## [TEKS YANG DITAMPILKAN]
* * * *

BREAKING NEWS

Refleksi 3 Tahun Itmus; Quo Vadis Itmus Kita?



Refleksi 3 Tahun Itmus; Quo Vadis Itmus Kita?

Kira-kira 3 tahun yang lalu, lelaki itu masih duduk di bangku Aliyah kelas XI. Duduk menyepi, mengasingkan diri dari pergaulan teman-temannya. Menjauh dari pergumulan dan keriuhan kelas yang saat itu tanpa guru. Sederhana saja pikirnya saat itu, mengapa yang asing begitu dijauhi? Pandangannya tak sejauh anak-anak muda seusianya, sebatas mengapa yang berbeda harus dikucilkan? Pandangan seorang anak muda yang masih dalam masa pubertas dan baru mengenal dunia. Pikirannya kalut, hatinya sulit. Otaknya yang baru menemukan gaya baru kedewasaan berpikir malah dibikin sedemikian runyam. Ia tak dapat lagi mengelak, harus bergerak. Dari situ ia mulai menyusun mimpinya.

* * * *

(Entri identifikasi lokasi)

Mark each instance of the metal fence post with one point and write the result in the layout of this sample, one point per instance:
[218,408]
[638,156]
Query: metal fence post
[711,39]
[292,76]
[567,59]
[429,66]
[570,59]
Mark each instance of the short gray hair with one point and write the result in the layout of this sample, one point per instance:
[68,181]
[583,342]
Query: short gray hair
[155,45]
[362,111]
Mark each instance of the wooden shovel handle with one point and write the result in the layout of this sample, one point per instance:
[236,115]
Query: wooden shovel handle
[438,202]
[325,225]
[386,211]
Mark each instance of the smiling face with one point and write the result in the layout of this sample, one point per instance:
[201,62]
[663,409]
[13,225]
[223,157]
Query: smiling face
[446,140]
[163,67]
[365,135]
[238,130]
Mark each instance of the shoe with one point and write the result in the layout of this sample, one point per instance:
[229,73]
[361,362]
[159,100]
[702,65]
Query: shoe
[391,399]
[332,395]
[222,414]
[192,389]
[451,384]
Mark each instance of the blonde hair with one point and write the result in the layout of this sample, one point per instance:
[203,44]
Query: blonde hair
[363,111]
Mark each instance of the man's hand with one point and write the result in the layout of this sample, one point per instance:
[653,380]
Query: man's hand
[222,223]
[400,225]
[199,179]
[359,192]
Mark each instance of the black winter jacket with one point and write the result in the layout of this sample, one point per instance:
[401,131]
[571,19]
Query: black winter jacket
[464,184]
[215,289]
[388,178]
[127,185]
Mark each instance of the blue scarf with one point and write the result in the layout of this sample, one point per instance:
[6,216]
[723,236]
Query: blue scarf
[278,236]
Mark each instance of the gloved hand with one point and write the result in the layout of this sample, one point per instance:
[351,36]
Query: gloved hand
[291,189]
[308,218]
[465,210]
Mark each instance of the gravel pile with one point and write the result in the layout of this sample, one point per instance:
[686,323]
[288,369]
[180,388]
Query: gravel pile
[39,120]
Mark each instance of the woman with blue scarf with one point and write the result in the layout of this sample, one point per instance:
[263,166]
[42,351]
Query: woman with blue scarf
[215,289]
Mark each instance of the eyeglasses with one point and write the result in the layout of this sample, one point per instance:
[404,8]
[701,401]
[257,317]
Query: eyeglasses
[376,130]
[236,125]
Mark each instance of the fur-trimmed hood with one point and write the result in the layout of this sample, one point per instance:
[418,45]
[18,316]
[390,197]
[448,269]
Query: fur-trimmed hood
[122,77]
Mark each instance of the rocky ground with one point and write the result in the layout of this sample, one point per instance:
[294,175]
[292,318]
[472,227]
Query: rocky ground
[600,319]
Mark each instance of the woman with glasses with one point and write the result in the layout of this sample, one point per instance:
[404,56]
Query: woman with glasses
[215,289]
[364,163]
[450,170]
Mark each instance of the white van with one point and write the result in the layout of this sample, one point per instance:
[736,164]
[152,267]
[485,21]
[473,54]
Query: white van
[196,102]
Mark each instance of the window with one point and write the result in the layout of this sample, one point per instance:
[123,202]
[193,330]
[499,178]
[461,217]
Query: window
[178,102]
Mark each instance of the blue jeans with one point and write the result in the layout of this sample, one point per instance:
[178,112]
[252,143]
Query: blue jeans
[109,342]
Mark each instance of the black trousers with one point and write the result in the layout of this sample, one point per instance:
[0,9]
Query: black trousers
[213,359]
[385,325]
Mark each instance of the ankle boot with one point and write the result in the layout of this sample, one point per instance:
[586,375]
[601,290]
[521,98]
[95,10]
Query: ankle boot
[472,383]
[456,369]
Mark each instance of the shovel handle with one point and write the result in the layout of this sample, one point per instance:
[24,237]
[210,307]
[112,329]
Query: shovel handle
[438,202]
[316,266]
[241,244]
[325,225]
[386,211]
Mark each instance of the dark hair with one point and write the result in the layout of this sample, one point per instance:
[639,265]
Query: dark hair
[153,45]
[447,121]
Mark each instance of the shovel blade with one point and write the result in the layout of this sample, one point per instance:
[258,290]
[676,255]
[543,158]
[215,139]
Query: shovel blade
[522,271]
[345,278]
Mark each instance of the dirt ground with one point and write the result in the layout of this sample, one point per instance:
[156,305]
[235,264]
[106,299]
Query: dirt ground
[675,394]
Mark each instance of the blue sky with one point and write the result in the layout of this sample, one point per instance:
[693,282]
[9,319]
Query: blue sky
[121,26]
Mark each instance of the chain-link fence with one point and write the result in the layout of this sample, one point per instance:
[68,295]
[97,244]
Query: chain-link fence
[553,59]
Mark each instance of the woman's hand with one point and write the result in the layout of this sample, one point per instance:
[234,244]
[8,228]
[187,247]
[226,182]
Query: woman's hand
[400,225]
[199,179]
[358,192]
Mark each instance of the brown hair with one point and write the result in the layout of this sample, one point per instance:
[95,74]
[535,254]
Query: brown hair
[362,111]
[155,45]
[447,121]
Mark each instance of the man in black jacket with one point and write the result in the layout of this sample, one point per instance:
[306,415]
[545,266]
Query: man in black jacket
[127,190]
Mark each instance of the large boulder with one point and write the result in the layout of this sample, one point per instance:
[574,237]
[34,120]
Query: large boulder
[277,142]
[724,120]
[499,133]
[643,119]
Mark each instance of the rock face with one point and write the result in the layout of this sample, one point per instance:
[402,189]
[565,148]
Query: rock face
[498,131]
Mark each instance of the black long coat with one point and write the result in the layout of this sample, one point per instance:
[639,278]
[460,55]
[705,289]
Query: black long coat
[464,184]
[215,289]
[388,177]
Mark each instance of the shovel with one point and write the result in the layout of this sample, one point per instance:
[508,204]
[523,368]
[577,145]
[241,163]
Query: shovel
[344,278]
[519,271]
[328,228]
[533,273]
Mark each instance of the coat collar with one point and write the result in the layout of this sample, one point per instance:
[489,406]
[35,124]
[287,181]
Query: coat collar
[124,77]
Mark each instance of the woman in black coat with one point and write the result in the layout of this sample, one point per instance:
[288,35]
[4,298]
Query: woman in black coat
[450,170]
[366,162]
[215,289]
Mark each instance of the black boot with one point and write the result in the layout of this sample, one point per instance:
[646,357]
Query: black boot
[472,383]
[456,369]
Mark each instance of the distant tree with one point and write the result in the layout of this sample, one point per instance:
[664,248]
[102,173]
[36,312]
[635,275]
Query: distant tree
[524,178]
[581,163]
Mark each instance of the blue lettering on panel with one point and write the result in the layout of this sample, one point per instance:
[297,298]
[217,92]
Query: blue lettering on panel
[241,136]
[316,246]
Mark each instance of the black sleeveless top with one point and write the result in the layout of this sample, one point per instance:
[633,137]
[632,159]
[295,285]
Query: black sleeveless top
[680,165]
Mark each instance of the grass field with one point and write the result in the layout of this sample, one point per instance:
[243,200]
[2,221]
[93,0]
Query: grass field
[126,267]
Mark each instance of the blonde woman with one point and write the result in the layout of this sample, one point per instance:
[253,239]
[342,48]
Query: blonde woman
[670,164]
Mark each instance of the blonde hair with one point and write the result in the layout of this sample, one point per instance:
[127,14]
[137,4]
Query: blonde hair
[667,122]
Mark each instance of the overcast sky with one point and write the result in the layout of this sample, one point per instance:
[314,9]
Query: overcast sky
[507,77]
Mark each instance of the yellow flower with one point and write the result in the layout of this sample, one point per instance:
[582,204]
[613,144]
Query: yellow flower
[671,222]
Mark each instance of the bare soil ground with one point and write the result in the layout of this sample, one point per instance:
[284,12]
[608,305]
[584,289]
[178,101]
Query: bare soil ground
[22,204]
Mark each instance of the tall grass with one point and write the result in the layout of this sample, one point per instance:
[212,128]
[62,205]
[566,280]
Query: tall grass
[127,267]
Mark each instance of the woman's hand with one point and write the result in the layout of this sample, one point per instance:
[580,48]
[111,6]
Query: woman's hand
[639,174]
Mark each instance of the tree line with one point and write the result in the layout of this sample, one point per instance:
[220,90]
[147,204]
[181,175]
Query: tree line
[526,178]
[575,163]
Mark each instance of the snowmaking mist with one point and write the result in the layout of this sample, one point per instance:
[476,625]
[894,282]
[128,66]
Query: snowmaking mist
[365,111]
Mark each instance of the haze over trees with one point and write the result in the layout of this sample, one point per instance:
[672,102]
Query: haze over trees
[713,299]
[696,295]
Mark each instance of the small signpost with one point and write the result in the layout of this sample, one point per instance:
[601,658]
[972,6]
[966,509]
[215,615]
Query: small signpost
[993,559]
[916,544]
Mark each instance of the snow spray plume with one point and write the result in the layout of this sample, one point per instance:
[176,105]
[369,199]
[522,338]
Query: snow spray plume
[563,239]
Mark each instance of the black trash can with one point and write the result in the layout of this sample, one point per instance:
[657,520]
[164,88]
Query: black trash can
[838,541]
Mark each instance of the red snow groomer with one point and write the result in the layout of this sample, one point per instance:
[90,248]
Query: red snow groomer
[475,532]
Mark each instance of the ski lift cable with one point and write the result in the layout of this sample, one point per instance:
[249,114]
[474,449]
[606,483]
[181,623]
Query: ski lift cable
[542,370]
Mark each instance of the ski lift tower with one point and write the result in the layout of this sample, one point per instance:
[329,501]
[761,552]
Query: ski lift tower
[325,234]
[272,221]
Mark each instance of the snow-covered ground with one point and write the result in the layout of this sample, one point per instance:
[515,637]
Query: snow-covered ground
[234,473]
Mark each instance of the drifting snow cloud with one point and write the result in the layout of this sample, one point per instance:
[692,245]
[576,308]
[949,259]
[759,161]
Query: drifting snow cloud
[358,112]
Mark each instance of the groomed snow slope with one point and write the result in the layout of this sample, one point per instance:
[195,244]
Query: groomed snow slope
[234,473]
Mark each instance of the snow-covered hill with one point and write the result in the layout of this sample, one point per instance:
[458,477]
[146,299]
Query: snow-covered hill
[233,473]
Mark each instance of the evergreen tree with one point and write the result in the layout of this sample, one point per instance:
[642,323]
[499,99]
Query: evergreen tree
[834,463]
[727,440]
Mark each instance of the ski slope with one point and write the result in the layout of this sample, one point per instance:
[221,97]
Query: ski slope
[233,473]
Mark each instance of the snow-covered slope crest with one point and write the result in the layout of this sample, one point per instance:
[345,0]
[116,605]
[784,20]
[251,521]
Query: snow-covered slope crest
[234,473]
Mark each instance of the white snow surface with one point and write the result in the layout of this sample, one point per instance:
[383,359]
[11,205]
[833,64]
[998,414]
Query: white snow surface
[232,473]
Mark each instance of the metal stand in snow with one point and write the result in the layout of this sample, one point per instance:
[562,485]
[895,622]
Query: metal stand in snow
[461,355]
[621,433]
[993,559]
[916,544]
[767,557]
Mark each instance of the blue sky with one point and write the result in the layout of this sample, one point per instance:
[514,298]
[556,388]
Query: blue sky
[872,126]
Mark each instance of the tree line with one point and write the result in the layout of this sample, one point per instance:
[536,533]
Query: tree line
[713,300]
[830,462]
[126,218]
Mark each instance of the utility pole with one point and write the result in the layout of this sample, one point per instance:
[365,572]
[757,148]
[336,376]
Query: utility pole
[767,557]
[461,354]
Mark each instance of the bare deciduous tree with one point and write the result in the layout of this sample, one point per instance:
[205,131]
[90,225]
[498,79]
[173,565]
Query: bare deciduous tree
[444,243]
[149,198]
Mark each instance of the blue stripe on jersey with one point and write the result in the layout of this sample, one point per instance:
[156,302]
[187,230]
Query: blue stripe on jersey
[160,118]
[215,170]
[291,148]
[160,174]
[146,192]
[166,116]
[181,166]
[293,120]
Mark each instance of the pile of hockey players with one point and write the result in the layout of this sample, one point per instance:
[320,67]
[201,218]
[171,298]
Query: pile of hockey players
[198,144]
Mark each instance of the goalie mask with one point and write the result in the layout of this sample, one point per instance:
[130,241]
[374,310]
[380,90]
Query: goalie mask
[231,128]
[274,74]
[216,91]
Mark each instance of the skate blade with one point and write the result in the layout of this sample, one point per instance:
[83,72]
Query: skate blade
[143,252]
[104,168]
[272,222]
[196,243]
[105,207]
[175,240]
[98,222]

* * * *

## [SOAL LATIHAN]
A - Ringkas teks refleksi tiga tahun Itmus dalam dua kalimat.
B - Salin tanpa perubahan bagian catatan yang dimulai dari baris berisi "Mark each instance of the skate" sampai akhir catatan, termasuk baris pertama dan terakhirnya.
Teks dan catatan di atas diambil dari sumber yang berbeda.

## [JAWABAN LENGKAP]
A - Sekitar tiga tahun lalu, lelaki itu masih duduk di kelas XI Aliyah, menyendiri dari teman-temannya, dan bertanya-tanya mengapa yang asing dan berbeda harus dijauhi dan dikucilkan. Pikirannya kalut dan hatinya sulit, tetapi ia merasa harus bergerak, lalu mulai menyusun mimpinya.

B -
Mark each instance of the skate blade with one point and write the result in the layout of this sample, one point per instance:
[83,72]
Query: skate blade
[143,252]
[104,168]
[272,222]
[196,243]
[105,207]
[175,240]
[98,222]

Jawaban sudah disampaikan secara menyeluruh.